:: Trecho do texto ::

CAPÍTULO 1. AS POLÍTICAS DE LENIÊNCIA NORTE-AMERICANA E EUROPEIA
Apesar de já estar previsto no ordenamento jurídico pátrio há quase duas décadas ³, o acordo de natureza administrativa conhecido como acordo de leniência possui origem em terras estrangeiras, mais precisamente nos Estados Unidos da América, país com grande tradição negocial, inclusive no âmbito judicial, e conhecido pelo "american way" pragmático ⁴ de lidar com os problemas que se apresentam ao país americano.
Assim como aqui, o mecanismo em análise foi originalmente pensado nos EUA como uma ferramenta para coibir práticas anticoncorrenciais⁵. O contexto que à época se desenhava no país norte-americano era o de dificuldade por parte das autoridades governamentais em prevenir, investigar, comprovar e sancionar práticas que lesassem a ordem econômica americana, justamente em um país para o qual a livre concorrência e a igualdade de oportunidades para empreender lhe são tão caros.

:::
:: Registros armazenados ::

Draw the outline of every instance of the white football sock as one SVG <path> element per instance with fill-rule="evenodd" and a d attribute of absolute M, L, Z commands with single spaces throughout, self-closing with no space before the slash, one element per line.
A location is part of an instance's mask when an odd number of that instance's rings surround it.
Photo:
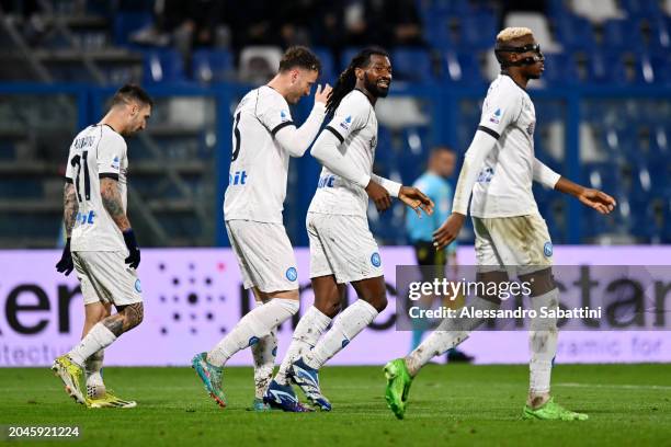
<path fill-rule="evenodd" d="M 352 339 L 363 331 L 377 317 L 377 310 L 363 299 L 357 299 L 338 316 L 333 326 L 312 351 L 303 358 L 305 363 L 319 369 L 345 347 Z"/>
<path fill-rule="evenodd" d="M 298 301 L 284 298 L 273 298 L 263 306 L 252 309 L 238 321 L 228 335 L 207 353 L 207 362 L 215 366 L 224 366 L 235 353 L 270 335 L 273 329 L 292 318 L 297 311 Z"/>
<path fill-rule="evenodd" d="M 261 337 L 252 345 L 254 358 L 254 397 L 263 399 L 263 394 L 273 378 L 275 356 L 277 355 L 277 329 L 273 328 L 269 335 Z"/>
<path fill-rule="evenodd" d="M 539 314 L 542 307 L 557 309 L 559 305 L 559 289 L 555 288 L 530 299 L 532 309 L 537 314 Z M 553 359 L 557 354 L 557 319 L 533 319 L 531 321 L 531 331 L 528 332 L 528 346 L 531 349 L 528 393 L 530 396 L 547 394 L 550 390 Z"/>
<path fill-rule="evenodd" d="M 466 306 L 474 310 L 497 309 L 499 305 L 475 297 Z M 468 339 L 470 331 L 482 324 L 485 319 L 446 318 L 414 351 L 406 356 L 406 366 L 410 376 L 414 377 L 436 355 L 441 355 Z"/>
<path fill-rule="evenodd" d="M 87 358 L 95 354 L 95 352 L 110 346 L 115 340 L 116 335 L 102 322 L 95 323 L 87 336 L 68 353 L 68 357 L 77 365 L 83 367 Z"/>
<path fill-rule="evenodd" d="M 304 356 L 316 344 L 323 331 L 331 324 L 331 318 L 321 313 L 319 309 L 311 306 L 303 317 L 294 331 L 292 344 L 286 351 L 286 355 L 280 365 L 280 370 L 275 376 L 275 380 L 281 385 L 288 385 L 286 381 L 286 371 L 296 358 Z"/>
<path fill-rule="evenodd" d="M 84 362 L 84 376 L 87 378 L 87 385 L 100 386 L 103 383 L 102 374 L 100 374 L 100 370 L 102 369 L 104 358 L 105 349 L 99 349 L 94 352 L 92 356 L 87 358 Z"/>

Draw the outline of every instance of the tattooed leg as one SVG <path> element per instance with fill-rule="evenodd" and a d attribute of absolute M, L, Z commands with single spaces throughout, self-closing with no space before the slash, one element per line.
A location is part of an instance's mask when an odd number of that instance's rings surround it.
<path fill-rule="evenodd" d="M 141 302 L 120 306 L 118 312 L 105 318 L 102 323 L 114 335 L 120 336 L 143 322 L 145 308 Z"/>

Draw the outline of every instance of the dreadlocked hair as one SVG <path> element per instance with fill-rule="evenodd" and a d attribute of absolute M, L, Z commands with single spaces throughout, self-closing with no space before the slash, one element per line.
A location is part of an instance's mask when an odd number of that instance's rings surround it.
<path fill-rule="evenodd" d="M 329 95 L 327 101 L 327 115 L 333 115 L 336 113 L 336 108 L 340 105 L 340 102 L 348 93 L 354 90 L 356 85 L 356 74 L 354 71 L 357 68 L 365 68 L 371 62 L 371 56 L 378 55 L 389 57 L 389 54 L 385 51 L 383 48 L 369 47 L 364 48 L 356 56 L 352 58 L 352 61 L 344 69 L 342 73 L 338 77 L 338 81 L 336 81 L 336 85 L 333 87 L 333 91 Z"/>

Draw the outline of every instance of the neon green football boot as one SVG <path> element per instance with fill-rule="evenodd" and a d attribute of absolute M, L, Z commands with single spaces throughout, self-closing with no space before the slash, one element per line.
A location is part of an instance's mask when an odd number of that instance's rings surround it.
<path fill-rule="evenodd" d="M 221 383 L 221 369 L 207 362 L 207 353 L 196 354 L 191 360 L 191 367 L 195 369 L 198 378 L 203 381 L 205 391 L 223 409 L 226 408 L 226 396 Z"/>
<path fill-rule="evenodd" d="M 412 385 L 412 377 L 408 373 L 406 360 L 402 358 L 391 360 L 385 365 L 384 371 L 387 378 L 387 388 L 385 389 L 387 405 L 396 417 L 403 419 L 408 393 Z"/>
<path fill-rule="evenodd" d="M 522 419 L 537 419 L 543 421 L 587 421 L 590 416 L 584 413 L 577 413 L 565 409 L 558 403 L 555 403 L 554 398 L 550 398 L 545 404 L 537 409 L 532 409 L 524 405 Z"/>
<path fill-rule="evenodd" d="M 67 354 L 57 357 L 52 365 L 52 370 L 65 385 L 66 392 L 75 402 L 86 404 L 87 400 L 81 391 L 82 368 L 68 357 Z"/>
<path fill-rule="evenodd" d="M 112 390 L 106 390 L 100 398 L 87 397 L 87 406 L 90 409 L 133 409 L 137 406 L 137 402 L 121 399 Z"/>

:::

Tarefas ::
a) Responda com base no trecho sobre o acordo de leniência:
(i) Em qual país o acordo de leniência tem origem?
(ii) Com que finalidade o mecanismo foi originalmente pensado nos EUA?
(iii) Que ações as autoridades governamentais norte-americanas tinham dificuldade em realizar diante das práticas que lesavam a ordem econômica?
b) Dê continuidade ao trecho sobre o acordo de leniência a partir do ponto em que ele termina.

Respostas por tarefa ::
a)
(i) Nos Estados Unidos da América.
(ii) Como uma ferramenta para coibir práticas anticoncorrenciais.
(iii) Prevenir, investigar, comprovar e sancionar essas práticas.

b)
O Estado norte-americano, percebeu que não possuiria recursos financeiros/humanos suficientes para garantir uma adequada persecução das infrações que ameaçassem a ordem econômica posta através de práticas anticoncorrenciais perpetradas por atores do mercado agindo em conluio para o prejuízo da sociedade/consumidores norte-americanos, especialmente em razão da característica complexidade inerente a essas infrações.
As autoridades anticoncorrenciais possuíam especial dificuldade em comprovar de forma objetiva que determinados agentes econômicos não agiram coincidentemente
de forma isolada ao promoverem distorções econômicas no mercado em seu favor, mas sim em mútua conspiração em ordem a lesar a ordem econômica norte-americana⁶.
Diante desse cenário os atores envolvidos iniciaram uma reflexão sobre como poderiam contornar as dificuldades apresentadas e aumentar a efetividade na prevenção e combate a práticas de trustes⁷. Foi esse o contexto em que o U.S. Leniency Program⁸ foi pensado.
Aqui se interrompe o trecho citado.